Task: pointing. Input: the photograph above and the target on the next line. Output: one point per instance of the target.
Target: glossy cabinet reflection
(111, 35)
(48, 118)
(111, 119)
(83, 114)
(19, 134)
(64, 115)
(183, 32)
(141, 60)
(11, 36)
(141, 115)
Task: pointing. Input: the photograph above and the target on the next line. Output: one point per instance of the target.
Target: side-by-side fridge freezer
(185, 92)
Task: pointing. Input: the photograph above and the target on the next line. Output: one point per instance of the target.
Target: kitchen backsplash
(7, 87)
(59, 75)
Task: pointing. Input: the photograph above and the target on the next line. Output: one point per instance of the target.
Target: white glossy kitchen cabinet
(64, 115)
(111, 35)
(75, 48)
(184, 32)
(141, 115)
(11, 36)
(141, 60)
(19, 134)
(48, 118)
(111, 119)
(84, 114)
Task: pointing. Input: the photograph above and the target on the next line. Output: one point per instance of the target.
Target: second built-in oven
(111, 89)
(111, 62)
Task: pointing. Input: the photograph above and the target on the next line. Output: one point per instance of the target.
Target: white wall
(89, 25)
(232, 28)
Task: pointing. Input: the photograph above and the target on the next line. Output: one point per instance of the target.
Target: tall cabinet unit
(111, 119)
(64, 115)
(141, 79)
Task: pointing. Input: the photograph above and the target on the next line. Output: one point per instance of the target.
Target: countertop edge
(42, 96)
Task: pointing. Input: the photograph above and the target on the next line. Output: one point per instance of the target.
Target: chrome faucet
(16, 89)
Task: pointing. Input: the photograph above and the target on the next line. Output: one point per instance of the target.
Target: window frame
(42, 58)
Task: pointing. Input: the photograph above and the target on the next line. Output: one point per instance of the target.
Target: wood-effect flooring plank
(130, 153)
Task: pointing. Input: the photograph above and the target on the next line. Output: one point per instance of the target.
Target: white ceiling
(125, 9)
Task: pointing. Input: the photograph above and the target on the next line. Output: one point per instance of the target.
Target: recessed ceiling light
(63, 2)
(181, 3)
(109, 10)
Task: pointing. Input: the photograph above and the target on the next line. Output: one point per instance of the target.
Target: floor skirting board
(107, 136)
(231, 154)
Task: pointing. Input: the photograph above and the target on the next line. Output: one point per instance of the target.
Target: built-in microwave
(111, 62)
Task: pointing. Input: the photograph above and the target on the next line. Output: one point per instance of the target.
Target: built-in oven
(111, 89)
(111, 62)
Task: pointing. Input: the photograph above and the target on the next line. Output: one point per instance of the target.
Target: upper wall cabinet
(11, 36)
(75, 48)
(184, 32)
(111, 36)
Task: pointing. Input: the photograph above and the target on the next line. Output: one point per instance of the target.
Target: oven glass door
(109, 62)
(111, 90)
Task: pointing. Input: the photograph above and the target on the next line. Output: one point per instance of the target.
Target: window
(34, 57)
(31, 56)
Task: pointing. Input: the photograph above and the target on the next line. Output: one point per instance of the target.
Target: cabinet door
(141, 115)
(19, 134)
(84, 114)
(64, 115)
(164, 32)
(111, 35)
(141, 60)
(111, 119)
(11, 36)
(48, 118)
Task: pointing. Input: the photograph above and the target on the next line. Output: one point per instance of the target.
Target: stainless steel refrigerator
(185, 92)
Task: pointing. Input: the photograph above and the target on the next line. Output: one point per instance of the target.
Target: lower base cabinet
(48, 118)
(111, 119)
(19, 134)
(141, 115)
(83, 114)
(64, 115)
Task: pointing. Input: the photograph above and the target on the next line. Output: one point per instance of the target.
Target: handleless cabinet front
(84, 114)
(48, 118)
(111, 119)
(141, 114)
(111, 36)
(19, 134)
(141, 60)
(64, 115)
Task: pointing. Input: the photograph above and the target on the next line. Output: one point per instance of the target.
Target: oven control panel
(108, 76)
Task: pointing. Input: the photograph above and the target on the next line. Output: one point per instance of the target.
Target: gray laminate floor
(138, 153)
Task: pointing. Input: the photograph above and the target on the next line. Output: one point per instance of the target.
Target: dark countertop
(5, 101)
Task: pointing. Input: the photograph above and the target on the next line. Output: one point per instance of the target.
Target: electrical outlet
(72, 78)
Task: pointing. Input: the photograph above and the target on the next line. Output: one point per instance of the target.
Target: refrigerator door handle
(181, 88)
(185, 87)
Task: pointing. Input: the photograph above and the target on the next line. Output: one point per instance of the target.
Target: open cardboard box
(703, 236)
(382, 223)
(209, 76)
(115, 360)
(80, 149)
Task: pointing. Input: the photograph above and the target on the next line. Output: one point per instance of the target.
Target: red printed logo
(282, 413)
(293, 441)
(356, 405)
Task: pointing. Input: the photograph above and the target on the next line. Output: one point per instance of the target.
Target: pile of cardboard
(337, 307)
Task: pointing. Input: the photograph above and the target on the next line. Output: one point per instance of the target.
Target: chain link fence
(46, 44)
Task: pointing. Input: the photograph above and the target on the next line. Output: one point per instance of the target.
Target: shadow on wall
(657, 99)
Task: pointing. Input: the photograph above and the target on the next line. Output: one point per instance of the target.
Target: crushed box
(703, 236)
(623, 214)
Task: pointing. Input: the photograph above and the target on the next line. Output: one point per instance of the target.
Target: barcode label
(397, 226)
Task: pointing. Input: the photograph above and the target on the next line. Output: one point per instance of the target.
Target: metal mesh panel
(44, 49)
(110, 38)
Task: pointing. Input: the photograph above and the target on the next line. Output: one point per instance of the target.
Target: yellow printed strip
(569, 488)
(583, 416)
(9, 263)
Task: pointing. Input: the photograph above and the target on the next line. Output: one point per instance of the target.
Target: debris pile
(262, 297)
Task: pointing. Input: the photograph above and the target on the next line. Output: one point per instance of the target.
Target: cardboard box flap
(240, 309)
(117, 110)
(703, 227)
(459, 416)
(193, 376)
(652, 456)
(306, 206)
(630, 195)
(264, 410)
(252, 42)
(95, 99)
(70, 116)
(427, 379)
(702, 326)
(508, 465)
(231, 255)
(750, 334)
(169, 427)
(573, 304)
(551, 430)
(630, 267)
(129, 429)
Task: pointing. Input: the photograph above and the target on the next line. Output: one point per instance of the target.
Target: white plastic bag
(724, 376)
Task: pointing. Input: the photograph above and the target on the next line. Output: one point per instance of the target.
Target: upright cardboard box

= WORK REQUIRED =
The material above needs to be reproduced exactly as written.

= ANSWER TO THE PROBLEM =
Task: pointing. Input: the photograph above and the target on the next line. Output: one point per instance of the target.
Target: glossy cabinet reflection
(111, 35)
(48, 118)
(111, 119)
(83, 114)
(19, 134)
(64, 115)
(183, 32)
(141, 60)
(11, 36)
(141, 115)
Task: pointing. Input: the photograph above and the target on the next line. Output: one point per instance of the target.
Target: side-by-side fridge freezer
(185, 92)
Task: pointing. Input: the photograph above and the target on the next line. Output: one point per instance of the target.
Target: kitchen backsplash
(7, 87)
(59, 75)
Task: pointing. Input: the photograph above and the target on the next line. Output: one point per instance of the target.
Target: white glossy kitchen cabinet
(64, 115)
(111, 35)
(75, 48)
(184, 32)
(141, 115)
(11, 36)
(141, 60)
(19, 134)
(48, 118)
(111, 119)
(84, 114)
Task: pointing. Input: the photograph above and the target on the next line. Output: one point per instance of the target.
Target: second built-in oven
(111, 89)
(111, 62)
Task: pointing. Input: the photograph above and the target on the next line. Output: one point per instance of the target.
Target: white wall
(89, 25)
(232, 28)
Task: pointing. Input: the photograph above and the target on the next line. Output: one point per instance of the target.
Target: tall cabinet unit
(111, 119)
(64, 115)
(141, 79)
Task: pointing. Input: the photograph above and the target on the next line. Output: one point per instance of the target.
Target: countertop edge
(42, 96)
Task: pointing. Input: the photograph above and the target on the next line. Output: one point per instance of the target.
Target: chrome faucet
(16, 89)
Task: pointing. Input: the photograph above and the target on the next line. Output: one point per instance of the target.
Target: window frame
(42, 58)
Task: pointing. Input: the photograph above and the target on the next line. Output: one point per instance of the target.
Target: wood-effect flooring plank
(130, 153)
Task: pointing. Input: the photograph above and the target on the next line. Output: one point per instance of the target.
Target: white ceiling
(125, 9)
Task: pointing. Input: the photograph above and the target on the next line. Output: one point per instance of the target.
Target: recessed ceiling light
(63, 2)
(181, 3)
(109, 10)
Task: pointing. Input: the photograph above and the target on the next line. Output: one point per instance of the target.
Target: floor skirting board
(107, 136)
(231, 154)
Task: pointing. Input: the photograph above and the target on the next line. Output: one point per instance of the target.
Target: built-in microwave
(111, 62)
Task: pointing. Input: the photograph above and the target on the next line. Output: one point per instance of the target.
Target: built-in oven
(111, 89)
(111, 62)
Task: pointing. Input: the photograph above and the target on the next line. Output: one point per instance of the target.
Target: upper wall cabinet
(11, 36)
(75, 48)
(184, 32)
(111, 36)
Task: pointing. Input: the photograph above and the target on the next line. Output: one point per instance of the target.
Target: oven glass door
(109, 62)
(111, 90)
Task: pointing. Input: the photograph above and the target on the next line. Output: one point per instance of the target.
Target: window
(34, 57)
(31, 56)
Task: pointing. Input: the photograph above and the target on the next line. Output: one point per instance of the target.
Target: cabinet door
(141, 115)
(19, 134)
(84, 114)
(64, 115)
(164, 32)
(111, 35)
(141, 60)
(111, 119)
(11, 36)
(48, 118)
Task: pointing. Input: the photograph above and the target on the next line. Output: one point per instance of the target.
Target: stainless steel refrigerator
(185, 92)
Task: pointing. Input: the photograph above and the target on the next line. Output: one point per instance of the target.
Target: lower base cabinet
(48, 118)
(111, 119)
(19, 134)
(141, 115)
(83, 114)
(64, 115)
Task: pointing. Input: the photograph above and the target on the next line. Output: one point per instance of the target.
Target: handleless cabinet front
(84, 114)
(48, 118)
(111, 119)
(141, 114)
(111, 36)
(19, 134)
(141, 60)
(64, 115)
Task: pointing. Input: the photograph above and the target on the next line. Output: one point per instance of the target.
Target: oven control panel
(108, 76)
Task: pointing. Input: the photograph above and the target on the next line. Output: one point per instance of the target.
Target: gray laminate floor
(138, 153)
Task: pointing. Input: the photograph above and the target on the next line. Output: one point per instance of the target.
Target: dark countertop
(5, 101)
Task: pointing. Input: the photograph above and the target on the next line. Output: one point per instance of the target.
Target: electrical outlet
(72, 78)
Task: pointing. Input: the photograph above and the target on the next line. Output: one point per instance of the target.
Target: refrigerator door handle
(181, 88)
(185, 87)
Task: pointing. Input: the photograph above and the target on the next line. Output: one point per instance of the target.
Target: open cardboard box
(703, 236)
(382, 223)
(209, 76)
(115, 360)
(80, 149)
Task: pointing. Input: the photograph above and the target on the next line. Output: one point per instance of the target.
Target: red printed logo
(282, 413)
(293, 441)
(356, 405)
Task: pointing. Input: the photograph above and the target on the next line. Output: one point per instance of the target.
Target: pile of cardboard
(337, 307)
Task: pointing. Input: the photograph above and the target on the next line. Output: one point per instance of the target.
Target: chain link fence
(46, 44)
Task: pointing. Input: the photograph above and the target on the next line. Output: one point per instance of the target.
Target: shadow on wall
(657, 99)
Task: pointing. Input: the photograph above and the target on the next line. Output: one point per instance of the target.
Target: crushed box
(703, 236)
(623, 214)
Task: pointing. Input: the photograph above and the target on the next line. Output: one point per instance of the target.
Target: barcode label
(397, 226)
Task: pointing. Input: the photograph above and the target on the next line. Output: one point per instance of the target.
Target: metal mesh panel
(44, 49)
(110, 38)
Task: pointing. Input: the photograph above and the target on the next line. Output: one point per instance of the target.
Target: yellow printed strip
(569, 488)
(583, 416)
(9, 263)
Task: pointing. Input: the photograph above and the target on the next line. Output: one point per instance of the target.
Target: debris pile
(262, 297)
Task: pointing. Input: the photograph above and the target on the next line. Output: one point per instance of the target.
Target: cardboard box flap
(240, 309)
(117, 110)
(703, 227)
(459, 416)
(193, 376)
(652, 456)
(306, 206)
(630, 195)
(264, 410)
(252, 42)
(95, 99)
(70, 116)
(427, 379)
(702, 326)
(508, 465)
(231, 255)
(750, 334)
(169, 427)
(573, 304)
(551, 430)
(630, 267)
(129, 429)
Task: pointing. Input: the photograph above and the target on the next line. Output: one point per instance of the target.
Target: white plastic bag
(724, 376)
Task: pointing. Input: the photograph above and the target on the next line. Output: one point per instance of the target.
Target: upright cardboard box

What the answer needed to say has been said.